**Provided records**
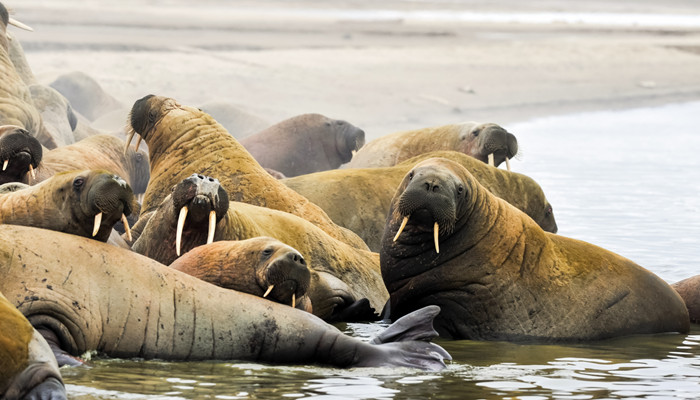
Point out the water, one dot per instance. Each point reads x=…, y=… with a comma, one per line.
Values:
x=625, y=180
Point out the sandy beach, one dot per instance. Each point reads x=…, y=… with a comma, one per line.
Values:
x=383, y=67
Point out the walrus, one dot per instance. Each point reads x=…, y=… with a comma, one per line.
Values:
x=304, y=144
x=101, y=151
x=689, y=290
x=20, y=154
x=28, y=368
x=84, y=295
x=346, y=283
x=261, y=266
x=496, y=275
x=343, y=193
x=487, y=142
x=85, y=203
x=183, y=141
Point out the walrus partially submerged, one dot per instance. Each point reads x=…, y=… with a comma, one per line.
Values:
x=183, y=141
x=496, y=275
x=126, y=305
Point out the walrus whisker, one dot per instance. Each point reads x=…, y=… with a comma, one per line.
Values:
x=98, y=221
x=269, y=289
x=180, y=226
x=126, y=227
x=212, y=226
x=436, y=229
x=403, y=225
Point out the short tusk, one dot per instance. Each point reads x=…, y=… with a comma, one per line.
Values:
x=98, y=221
x=180, y=227
x=212, y=226
x=436, y=229
x=126, y=227
x=403, y=225
x=269, y=289
x=20, y=25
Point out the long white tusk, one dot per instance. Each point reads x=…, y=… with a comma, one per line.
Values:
x=180, y=226
x=20, y=25
x=126, y=227
x=128, y=141
x=269, y=289
x=436, y=228
x=403, y=225
x=98, y=221
x=212, y=226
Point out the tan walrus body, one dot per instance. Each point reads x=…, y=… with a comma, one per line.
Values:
x=497, y=276
x=359, y=198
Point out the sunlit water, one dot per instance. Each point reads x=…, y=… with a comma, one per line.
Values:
x=627, y=181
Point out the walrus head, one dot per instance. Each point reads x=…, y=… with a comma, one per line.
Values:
x=20, y=153
x=199, y=201
x=489, y=143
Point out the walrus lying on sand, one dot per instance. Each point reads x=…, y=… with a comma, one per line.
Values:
x=496, y=275
x=261, y=266
x=85, y=203
x=85, y=295
x=20, y=154
x=28, y=368
x=198, y=212
x=183, y=141
x=487, y=142
x=343, y=193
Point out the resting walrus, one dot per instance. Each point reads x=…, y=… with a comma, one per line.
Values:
x=343, y=193
x=498, y=276
x=85, y=203
x=198, y=212
x=487, y=142
x=28, y=368
x=304, y=144
x=87, y=295
x=183, y=141
x=261, y=266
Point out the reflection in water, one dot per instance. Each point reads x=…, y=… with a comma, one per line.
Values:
x=626, y=181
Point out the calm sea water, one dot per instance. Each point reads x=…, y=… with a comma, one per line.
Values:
x=624, y=180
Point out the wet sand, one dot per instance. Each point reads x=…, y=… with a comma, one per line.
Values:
x=383, y=67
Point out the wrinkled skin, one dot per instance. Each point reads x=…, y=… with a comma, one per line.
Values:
x=345, y=281
x=99, y=152
x=304, y=144
x=498, y=276
x=689, y=290
x=252, y=266
x=342, y=193
x=69, y=202
x=474, y=139
x=28, y=368
x=125, y=305
x=183, y=141
x=20, y=150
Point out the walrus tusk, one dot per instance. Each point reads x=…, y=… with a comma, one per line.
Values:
x=212, y=226
x=98, y=221
x=180, y=226
x=269, y=289
x=436, y=228
x=126, y=227
x=403, y=225
x=20, y=25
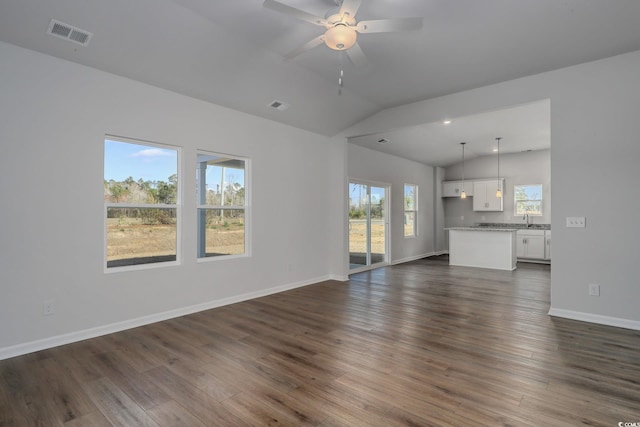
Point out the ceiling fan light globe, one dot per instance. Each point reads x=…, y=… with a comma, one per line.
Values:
x=340, y=37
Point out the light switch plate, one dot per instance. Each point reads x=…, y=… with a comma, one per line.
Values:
x=576, y=221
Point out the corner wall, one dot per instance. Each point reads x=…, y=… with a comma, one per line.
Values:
x=594, y=150
x=369, y=165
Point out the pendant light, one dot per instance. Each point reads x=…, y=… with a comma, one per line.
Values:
x=499, y=191
x=463, y=195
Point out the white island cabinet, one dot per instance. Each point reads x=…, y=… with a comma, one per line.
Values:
x=483, y=247
x=531, y=244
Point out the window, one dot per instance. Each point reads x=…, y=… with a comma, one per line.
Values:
x=141, y=203
x=222, y=204
x=528, y=199
x=410, y=210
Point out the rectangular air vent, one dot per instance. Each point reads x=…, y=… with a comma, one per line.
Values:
x=279, y=105
x=69, y=32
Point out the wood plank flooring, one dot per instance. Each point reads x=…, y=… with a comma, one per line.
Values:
x=417, y=344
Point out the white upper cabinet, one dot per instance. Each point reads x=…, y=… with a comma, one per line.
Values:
x=484, y=195
x=454, y=188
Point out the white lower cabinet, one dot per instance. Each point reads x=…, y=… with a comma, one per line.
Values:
x=531, y=244
x=547, y=241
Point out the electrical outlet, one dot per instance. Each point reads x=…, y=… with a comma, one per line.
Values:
x=47, y=308
x=576, y=221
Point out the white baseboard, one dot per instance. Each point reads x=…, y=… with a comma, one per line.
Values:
x=415, y=257
x=55, y=341
x=595, y=318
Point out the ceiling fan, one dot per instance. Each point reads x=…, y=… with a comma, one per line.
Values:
x=342, y=28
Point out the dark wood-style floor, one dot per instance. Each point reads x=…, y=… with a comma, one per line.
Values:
x=417, y=344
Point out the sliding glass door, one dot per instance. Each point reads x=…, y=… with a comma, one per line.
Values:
x=368, y=225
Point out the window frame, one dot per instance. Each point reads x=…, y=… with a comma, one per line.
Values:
x=177, y=206
x=245, y=207
x=516, y=201
x=414, y=211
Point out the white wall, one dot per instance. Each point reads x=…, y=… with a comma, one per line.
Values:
x=517, y=168
x=369, y=165
x=54, y=118
x=595, y=146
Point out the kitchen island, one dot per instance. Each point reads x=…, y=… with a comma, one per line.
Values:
x=483, y=247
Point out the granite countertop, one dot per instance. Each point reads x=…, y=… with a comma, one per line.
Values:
x=509, y=230
x=513, y=226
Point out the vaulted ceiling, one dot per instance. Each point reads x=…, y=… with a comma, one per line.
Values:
x=231, y=52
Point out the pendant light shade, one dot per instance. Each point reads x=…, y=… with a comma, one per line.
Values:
x=499, y=190
x=463, y=194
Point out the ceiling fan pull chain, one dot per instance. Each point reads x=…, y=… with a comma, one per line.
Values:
x=341, y=75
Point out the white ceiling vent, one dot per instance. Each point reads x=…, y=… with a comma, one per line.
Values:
x=279, y=105
x=68, y=32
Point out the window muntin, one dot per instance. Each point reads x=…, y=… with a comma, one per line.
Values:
x=410, y=210
x=528, y=199
x=222, y=201
x=141, y=203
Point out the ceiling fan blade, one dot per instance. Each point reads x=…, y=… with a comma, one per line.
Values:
x=350, y=7
x=356, y=55
x=296, y=13
x=308, y=45
x=389, y=25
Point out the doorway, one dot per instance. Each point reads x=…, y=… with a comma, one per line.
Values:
x=368, y=225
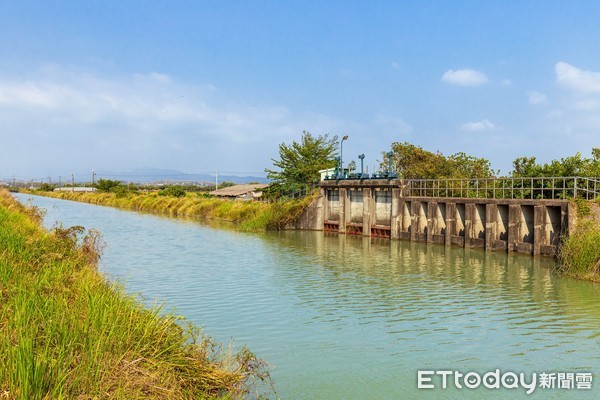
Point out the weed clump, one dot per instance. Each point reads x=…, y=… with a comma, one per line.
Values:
x=68, y=333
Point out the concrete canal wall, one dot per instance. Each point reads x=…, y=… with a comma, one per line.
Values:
x=381, y=208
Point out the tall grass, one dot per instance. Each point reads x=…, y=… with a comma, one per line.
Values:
x=247, y=215
x=579, y=254
x=68, y=333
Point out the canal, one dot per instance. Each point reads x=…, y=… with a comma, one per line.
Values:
x=340, y=317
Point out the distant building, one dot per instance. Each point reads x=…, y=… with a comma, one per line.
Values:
x=75, y=189
x=326, y=173
x=240, y=192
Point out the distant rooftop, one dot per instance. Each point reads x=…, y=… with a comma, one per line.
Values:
x=238, y=190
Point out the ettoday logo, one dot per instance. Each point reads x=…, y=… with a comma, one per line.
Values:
x=507, y=380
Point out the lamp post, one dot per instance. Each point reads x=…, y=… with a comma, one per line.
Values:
x=341, y=154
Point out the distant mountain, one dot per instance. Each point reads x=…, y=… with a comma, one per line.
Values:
x=147, y=175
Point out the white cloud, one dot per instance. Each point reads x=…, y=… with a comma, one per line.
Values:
x=69, y=121
x=465, y=77
x=577, y=79
x=588, y=105
x=397, y=125
x=537, y=98
x=479, y=126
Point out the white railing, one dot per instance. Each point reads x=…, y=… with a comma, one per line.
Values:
x=507, y=188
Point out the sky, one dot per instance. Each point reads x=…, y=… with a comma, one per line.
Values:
x=201, y=86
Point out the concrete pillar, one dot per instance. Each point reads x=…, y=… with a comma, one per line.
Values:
x=469, y=221
x=368, y=211
x=491, y=225
x=415, y=209
x=431, y=225
x=395, y=218
x=569, y=221
x=343, y=208
x=450, y=223
x=539, y=225
x=322, y=207
x=514, y=226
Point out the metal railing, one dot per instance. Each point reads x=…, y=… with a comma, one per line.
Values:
x=507, y=188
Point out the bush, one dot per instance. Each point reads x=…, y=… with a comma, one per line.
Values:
x=106, y=185
x=174, y=191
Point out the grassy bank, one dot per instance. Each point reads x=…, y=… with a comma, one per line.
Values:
x=579, y=254
x=68, y=333
x=248, y=215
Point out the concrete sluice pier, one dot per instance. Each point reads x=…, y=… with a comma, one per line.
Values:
x=379, y=208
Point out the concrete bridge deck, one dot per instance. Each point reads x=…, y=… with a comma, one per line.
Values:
x=388, y=208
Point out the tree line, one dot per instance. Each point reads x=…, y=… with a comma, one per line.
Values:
x=299, y=163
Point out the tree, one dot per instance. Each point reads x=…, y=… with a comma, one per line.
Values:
x=106, y=185
x=300, y=163
x=462, y=165
x=527, y=167
x=413, y=162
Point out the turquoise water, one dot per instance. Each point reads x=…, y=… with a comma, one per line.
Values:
x=352, y=318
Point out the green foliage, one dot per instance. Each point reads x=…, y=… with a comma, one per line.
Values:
x=299, y=163
x=580, y=252
x=527, y=167
x=106, y=185
x=174, y=191
x=69, y=334
x=413, y=162
x=46, y=187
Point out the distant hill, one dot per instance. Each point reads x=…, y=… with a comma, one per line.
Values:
x=147, y=175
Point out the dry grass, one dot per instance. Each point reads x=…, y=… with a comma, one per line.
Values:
x=68, y=333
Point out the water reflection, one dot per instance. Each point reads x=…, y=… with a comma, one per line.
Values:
x=343, y=317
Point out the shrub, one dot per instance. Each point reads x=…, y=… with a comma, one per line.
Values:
x=175, y=191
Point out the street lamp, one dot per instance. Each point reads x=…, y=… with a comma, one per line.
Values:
x=341, y=154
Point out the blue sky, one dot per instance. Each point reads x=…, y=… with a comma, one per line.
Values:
x=198, y=86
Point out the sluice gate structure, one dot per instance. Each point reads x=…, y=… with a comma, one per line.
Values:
x=522, y=215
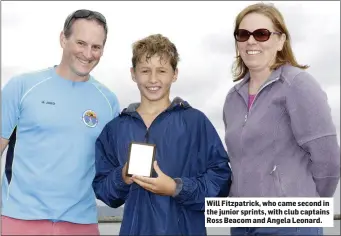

**Task requirements**
Reproduce the stretch from the line containing "Point out the concrete bridge" through the line containing "x=352, y=318", unchanged.

**Exercise answer**
Point out the concrete bridge deck, one dot per instance. Each point reads x=…, y=… with a comma, one per line.
Values:
x=388, y=208
Point out the tree line, one dot per instance. Each point reads x=…, y=… with a comma, one per line.
Values:
x=299, y=163
Point out the tree, one dot per instance. Each point reads x=…, y=… with a comma, one per line.
Values:
x=106, y=185
x=300, y=163
x=462, y=165
x=527, y=167
x=413, y=162
Point out the turquoise water, one dot per instance. Each point reads x=…, y=… with a comma, one per line.
Values:
x=352, y=318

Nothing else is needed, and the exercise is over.